Study text:
Pritchard notes that many of the same families that cottaged there when she was a child are still around. The road is peppered with grown-up versions of the kids she used to hang out with at Johnny’s Hideaway, (cabin rentals and tuck shop), and of the girlfriends she would ferry up the lake to Wychwood Resort where they would play ping pong and flirt with the summer maintenance boys.
Her own two children and their families use the cottage when time allows, and after 70 years, no one is in any hurry to change the way things are.
Similarly, Jack and Diane Richel have deep roots in their cottage area on Echo Bay Road on Sturgeon Lake. The one they now live in belonged to Jack’s family, who bought it in 1954; Diane’s cottage was just two doors away. And, yes, they did meet by saying hello across the docks.
They made an effort to maintain the feel that their cottages had when they were young, so when the decision was made to sell their home in Brampton and retire here, an addition was planned that preserved the rustic feel of the place while still providing things considered standard in a modern house. An extra 480 square feet provided a bigger kitchen, laundry facilities, another bathroom, a third bedroom and a larger entryway without tearing down any of the original cottage.
The Richels’ grandchildren visit regularly and take part in the same things their parents did with Jack and Diane:trips to Kawartha Dairy (not the TasteeFreeze), learning to waterski, tobogganing in the winter. They represent the fifth generation of Richels on the property.

Recorded information:
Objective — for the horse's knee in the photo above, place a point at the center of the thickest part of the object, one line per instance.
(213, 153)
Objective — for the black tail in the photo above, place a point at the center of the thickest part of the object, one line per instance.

To do:
- a) Translate this sentence from the cottage passage into French: "Her own two children and their families use the cottage when time allows, and after 70 years, no one is in any hurry to change the way things are."
- b) According to the cottage passage, in what year did Jack's family buy the cottage the Richels now live in?
- c) Return, word for word, the stretch of the cottage passage from "The Richels’ grandchildren" through "on the property.".
The lines above can be set aside.

Outputs in order:
- a) Ses deux enfants et leurs familles utilisent le chalet quand le temps le permet, et après 70 ans, personne n'est le moindrement pressé de changer la façon dont les choses se passent.

- b) Jack's family bought it in 1954.

- c)
The Richels’ grandchildren visit regularly and take part in the same things their parents did with Jack and Diane:trips to Kawartha Dairy (not the TasteeFreeze), learning to waterski, tobogganing in the winter. They represent the fifth generation of Richels on the property.